Source passage:
_ _ _ _

The Spark

the Voice of
The Communist League of Revolutionary Workers–Internationalist

“The emancipation of the working class will only be achieved by the working class itself.”
— Karl Marx

Martin Luther and the Protestant Reformation

Jan 22, 2018

This article is from the January 5th, 2018 edition of Lutte Ouvrière (Workers Struggle), the paper of the revolutionary workers group of that name active in France.

On October 31st, 1517, the Catholic priest Martin Luther posted ninety-five theses on the door of the church at Wittenberg, a university town on the banks of the River Elbe in Eastern Germany. Luther denounced indulgences, a symbol of the Church’s corruption, which allowed wealthy Christians to buy redemption from their sins by contributing money. The 95 theses, which were soon printed, would spread throughout all of Europe. When Luther received an order from the Pope to recant, he refused and broke with the Church. He was excommunicated in 1521.

This clash is considered to be the beginning of the Protestant Reformation, which would go on to tear apart Christianity, the religion that had dominated Europe for a millennium. Luther’s speeches against the corruption of the priests, bishops, and the Pope would find a strong echo among the population, especially in the countryside. But his theses also spread throughout the cities to a mass of artisans and small traders. This newborn petty-bourgeoisie suffocated under the authority of aristocrats and wealthy merchants, and it resented the feudal and Church taxes that it was forced to pay. Two-thirds of German cities in the Holy Roman Empire rallied to the Reformation. Finally, many princes also joined it due to their hostility toward the Pope and the Holy Roman Emperor Charles V, who then ruled over these provinces.

_ _ _ _

Listed records:

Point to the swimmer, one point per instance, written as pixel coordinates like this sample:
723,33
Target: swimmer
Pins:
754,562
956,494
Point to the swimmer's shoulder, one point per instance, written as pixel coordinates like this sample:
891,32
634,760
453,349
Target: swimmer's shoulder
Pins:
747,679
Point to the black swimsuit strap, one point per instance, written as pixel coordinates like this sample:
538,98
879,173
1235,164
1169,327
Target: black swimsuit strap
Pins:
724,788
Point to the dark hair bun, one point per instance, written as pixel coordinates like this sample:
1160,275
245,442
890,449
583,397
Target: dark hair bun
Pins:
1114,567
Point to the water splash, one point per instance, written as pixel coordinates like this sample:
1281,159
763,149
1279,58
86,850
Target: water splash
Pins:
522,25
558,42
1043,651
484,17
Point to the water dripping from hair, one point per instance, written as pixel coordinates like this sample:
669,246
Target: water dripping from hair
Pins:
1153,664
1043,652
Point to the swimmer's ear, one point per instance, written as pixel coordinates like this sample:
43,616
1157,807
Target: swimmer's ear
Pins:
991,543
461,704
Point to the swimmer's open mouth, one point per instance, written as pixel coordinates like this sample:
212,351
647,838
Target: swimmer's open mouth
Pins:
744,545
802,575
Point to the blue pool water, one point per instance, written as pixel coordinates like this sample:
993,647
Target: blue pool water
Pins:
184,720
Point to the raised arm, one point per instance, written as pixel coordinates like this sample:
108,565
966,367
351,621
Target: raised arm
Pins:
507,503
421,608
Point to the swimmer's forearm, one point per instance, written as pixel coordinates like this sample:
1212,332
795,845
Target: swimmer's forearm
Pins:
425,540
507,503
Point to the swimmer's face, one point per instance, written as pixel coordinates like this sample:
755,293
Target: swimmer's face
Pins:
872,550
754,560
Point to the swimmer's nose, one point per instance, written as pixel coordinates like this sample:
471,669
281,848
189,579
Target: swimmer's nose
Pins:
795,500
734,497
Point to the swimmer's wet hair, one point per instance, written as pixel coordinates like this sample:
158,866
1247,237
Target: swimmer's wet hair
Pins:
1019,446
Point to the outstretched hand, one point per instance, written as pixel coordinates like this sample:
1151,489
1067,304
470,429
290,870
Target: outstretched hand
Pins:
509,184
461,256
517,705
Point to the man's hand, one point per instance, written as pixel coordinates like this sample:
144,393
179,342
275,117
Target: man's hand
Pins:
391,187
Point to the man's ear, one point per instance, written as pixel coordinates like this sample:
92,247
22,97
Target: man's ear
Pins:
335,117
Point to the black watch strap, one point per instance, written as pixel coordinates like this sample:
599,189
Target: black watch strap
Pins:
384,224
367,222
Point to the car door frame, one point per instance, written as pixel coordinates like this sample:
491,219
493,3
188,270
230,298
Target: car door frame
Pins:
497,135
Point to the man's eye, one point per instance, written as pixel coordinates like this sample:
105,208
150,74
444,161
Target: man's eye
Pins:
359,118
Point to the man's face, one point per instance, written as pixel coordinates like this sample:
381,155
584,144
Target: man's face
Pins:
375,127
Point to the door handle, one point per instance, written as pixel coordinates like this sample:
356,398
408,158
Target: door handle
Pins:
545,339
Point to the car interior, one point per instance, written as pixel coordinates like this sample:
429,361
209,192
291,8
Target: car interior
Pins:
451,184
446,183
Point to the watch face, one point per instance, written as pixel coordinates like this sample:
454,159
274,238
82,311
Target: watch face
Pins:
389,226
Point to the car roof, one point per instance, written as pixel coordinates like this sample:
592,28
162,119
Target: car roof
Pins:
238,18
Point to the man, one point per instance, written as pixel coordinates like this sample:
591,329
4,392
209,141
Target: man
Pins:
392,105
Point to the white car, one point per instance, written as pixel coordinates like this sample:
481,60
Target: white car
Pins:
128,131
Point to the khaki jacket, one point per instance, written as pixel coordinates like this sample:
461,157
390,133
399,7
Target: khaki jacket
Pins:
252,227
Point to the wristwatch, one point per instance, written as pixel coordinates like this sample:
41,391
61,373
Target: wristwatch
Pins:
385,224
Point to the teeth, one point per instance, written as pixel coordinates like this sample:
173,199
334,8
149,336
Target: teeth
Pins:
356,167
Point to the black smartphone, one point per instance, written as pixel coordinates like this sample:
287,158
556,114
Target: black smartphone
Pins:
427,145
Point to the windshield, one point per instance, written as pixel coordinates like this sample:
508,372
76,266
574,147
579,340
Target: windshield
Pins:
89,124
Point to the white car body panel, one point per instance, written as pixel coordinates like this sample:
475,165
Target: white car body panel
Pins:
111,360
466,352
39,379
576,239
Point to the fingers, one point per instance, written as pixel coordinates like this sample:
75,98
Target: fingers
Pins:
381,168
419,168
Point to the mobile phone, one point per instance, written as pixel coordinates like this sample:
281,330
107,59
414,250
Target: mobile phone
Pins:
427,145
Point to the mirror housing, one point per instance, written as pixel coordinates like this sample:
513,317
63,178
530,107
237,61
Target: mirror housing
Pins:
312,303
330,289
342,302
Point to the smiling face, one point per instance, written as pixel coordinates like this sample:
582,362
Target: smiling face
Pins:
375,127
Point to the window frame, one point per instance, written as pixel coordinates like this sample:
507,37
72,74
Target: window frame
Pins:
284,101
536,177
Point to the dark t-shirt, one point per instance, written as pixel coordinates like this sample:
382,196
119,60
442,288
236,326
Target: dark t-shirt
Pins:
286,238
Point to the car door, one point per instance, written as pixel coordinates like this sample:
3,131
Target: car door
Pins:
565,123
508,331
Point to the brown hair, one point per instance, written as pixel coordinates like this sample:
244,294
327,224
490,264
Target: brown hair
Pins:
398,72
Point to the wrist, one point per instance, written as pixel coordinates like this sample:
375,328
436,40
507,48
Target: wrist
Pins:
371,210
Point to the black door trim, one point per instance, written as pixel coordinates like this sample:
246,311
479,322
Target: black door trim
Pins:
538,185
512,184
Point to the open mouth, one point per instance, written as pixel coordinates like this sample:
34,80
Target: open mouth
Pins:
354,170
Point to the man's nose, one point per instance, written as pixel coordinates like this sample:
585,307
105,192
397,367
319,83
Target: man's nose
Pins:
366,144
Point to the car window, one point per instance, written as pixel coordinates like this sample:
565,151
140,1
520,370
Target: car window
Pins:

_ _ _ _

Work required:
Copy the Martin Luther article from the words "On October 31st, 1517, the" through "excommunicated in 1521.", substituting "pardons" for "indulgences".

Output for this task:
On October 31st, 1517, the Catholic priest Martin Luther posted ninety-five theses on the door of the church at Wittenberg, a university town on the banks of the River Elbe in Eastern Germany. Luther denounced pardons, a symbol of the Church’s corruption, which allowed wealthy Christians to buy redemption from their sins by contributing money. The 95 theses, which were soon printed, would spread throughout all of Europe. When Luther received an order from the Pope to recant, he refused and broke with the Church. He was excommunicated in 1521.